##### INFORMATION PROVIDED

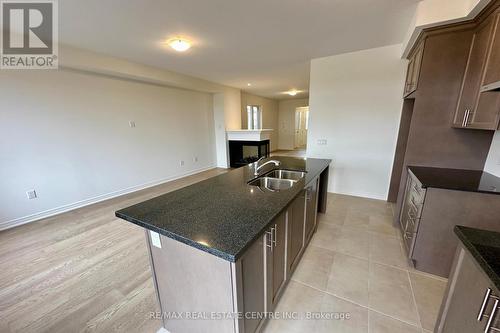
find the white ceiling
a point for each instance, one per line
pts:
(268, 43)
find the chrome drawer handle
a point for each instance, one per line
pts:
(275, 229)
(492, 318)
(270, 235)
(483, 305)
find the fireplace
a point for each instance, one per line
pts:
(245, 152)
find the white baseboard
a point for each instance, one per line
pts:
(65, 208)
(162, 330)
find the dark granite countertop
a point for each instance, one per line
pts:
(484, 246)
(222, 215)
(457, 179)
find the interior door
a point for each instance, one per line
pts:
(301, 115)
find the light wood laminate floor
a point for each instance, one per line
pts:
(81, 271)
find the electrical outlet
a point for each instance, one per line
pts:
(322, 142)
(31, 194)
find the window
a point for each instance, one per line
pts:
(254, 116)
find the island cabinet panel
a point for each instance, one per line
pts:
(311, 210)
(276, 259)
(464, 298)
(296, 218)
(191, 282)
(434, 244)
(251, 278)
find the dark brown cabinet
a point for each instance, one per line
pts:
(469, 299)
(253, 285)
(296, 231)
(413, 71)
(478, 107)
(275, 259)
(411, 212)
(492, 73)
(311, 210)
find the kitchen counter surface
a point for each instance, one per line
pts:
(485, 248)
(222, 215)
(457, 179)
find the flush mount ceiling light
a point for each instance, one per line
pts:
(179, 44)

##########
##### INFORMATION PROVIDED

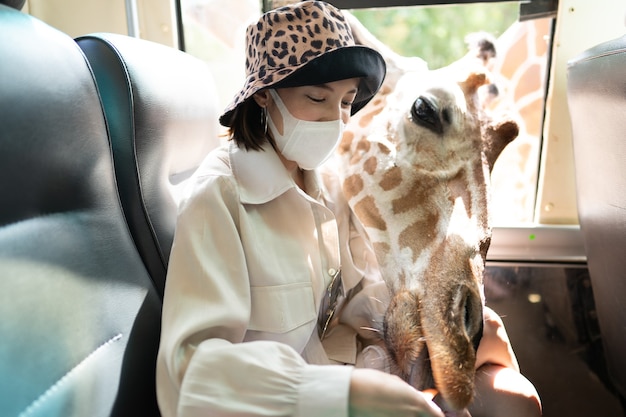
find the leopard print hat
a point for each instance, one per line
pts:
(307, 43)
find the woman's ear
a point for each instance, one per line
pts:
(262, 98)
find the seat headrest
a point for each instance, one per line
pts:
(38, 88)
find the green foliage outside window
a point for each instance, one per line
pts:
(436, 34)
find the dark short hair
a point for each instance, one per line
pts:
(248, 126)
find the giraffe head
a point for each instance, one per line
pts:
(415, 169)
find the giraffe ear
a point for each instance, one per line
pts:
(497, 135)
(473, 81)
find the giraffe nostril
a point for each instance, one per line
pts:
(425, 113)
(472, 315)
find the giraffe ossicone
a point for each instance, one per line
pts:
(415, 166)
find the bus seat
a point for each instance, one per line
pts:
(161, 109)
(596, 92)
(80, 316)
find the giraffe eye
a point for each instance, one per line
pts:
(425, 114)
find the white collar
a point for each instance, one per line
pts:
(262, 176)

##########
##### INFORMATION PROVIDED

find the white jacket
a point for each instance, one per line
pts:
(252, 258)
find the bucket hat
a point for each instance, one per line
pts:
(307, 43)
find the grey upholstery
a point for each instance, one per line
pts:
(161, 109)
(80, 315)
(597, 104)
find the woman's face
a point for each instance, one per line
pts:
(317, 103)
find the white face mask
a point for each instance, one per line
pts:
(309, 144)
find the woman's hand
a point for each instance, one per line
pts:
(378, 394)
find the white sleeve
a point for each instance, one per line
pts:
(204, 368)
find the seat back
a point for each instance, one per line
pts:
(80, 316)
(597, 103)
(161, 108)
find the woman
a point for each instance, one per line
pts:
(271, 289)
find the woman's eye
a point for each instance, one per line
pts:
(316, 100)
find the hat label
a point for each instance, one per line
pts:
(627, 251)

##########

## [YOUR INSTRUCTIONS]
Using only the listing above, restate exactly the lines from the line containing "find the woman's hand" through the line containing "find the woman's eye", both included.

## [ANSWER BOX]
find the woman's hand
a point for each instance, one per line
pts:
(378, 394)
find the white sleeve
a point for each instance, one per line
pts:
(204, 368)
find the seat back
a point for each instance, one per line
pts:
(80, 316)
(597, 103)
(161, 108)
find the woman
a point for each instance, one per line
pts:
(271, 289)
find the woman's eye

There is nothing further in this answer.